**PROBLEM STATEMENT:** Please retype the records below exactly as they appear, but leave out the pictures.

━━━━━ RECORDS SHOWN

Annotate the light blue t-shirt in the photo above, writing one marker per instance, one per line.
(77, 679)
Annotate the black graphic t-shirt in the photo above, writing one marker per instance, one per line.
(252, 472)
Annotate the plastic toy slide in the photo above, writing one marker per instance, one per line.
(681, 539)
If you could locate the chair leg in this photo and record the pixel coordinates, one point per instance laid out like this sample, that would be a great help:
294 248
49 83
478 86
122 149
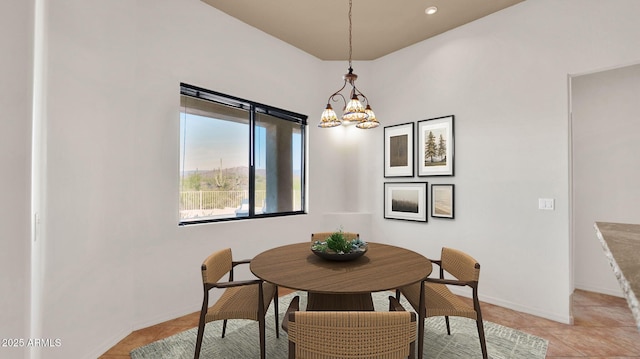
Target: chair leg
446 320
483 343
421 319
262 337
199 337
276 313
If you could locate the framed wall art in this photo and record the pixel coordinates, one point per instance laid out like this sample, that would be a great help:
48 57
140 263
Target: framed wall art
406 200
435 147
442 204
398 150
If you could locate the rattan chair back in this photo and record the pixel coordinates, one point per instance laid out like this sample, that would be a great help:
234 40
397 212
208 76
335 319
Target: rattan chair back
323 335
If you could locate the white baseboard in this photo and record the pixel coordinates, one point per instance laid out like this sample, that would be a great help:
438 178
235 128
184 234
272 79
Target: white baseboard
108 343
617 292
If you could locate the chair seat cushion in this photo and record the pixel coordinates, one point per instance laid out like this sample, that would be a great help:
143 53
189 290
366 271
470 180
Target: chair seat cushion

━━━━━━━━━━

**EXPECTED ANSWER:**
Annotate the light blue t-shirt in the photo above, writing one marker per instance, one per line.
(77, 679)
Annotate the black graphic t-shirt in the photo above, writing one marker per instance, one per line.
(252, 472)
Annotate the plastic toy slide in the photo above, writing one marker per instance, one per line.
(681, 539)
If you could locate the chair leg in this photo and record the pixel coordinates, one point per instance laid out like this sample, that would be a great help:
294 248
49 83
478 86
122 149
Target: chair leg
446 320
483 343
421 319
262 337
199 337
276 313
If you could locate the framed wall art in this photo and record the pixel coordinates, one point per instance laid out like this sample, that would be a great help:
48 57
140 263
Target: framed wall art
406 200
435 147
442 204
398 150
If you could locate the rattan chair back in this photo and record the pixel coordinates, one point per instance laid out like this sample, that would be a great help:
234 40
397 212
208 76
335 319
Target: rattan chair back
323 335
If you could locate the white baseboard in this photo and record the pixel coordinates, one point per instance laid out like this sample, that would be a great help:
438 178
235 128
184 234
272 79
Target: white baseboard
108 343
617 292
If you could locate the chair seat cushion in this photo and record the pixel coordinates, one point per instance laid out like this sample, that would be a great help:
143 53
189 290
366 271
470 180
Target: chair seat cushion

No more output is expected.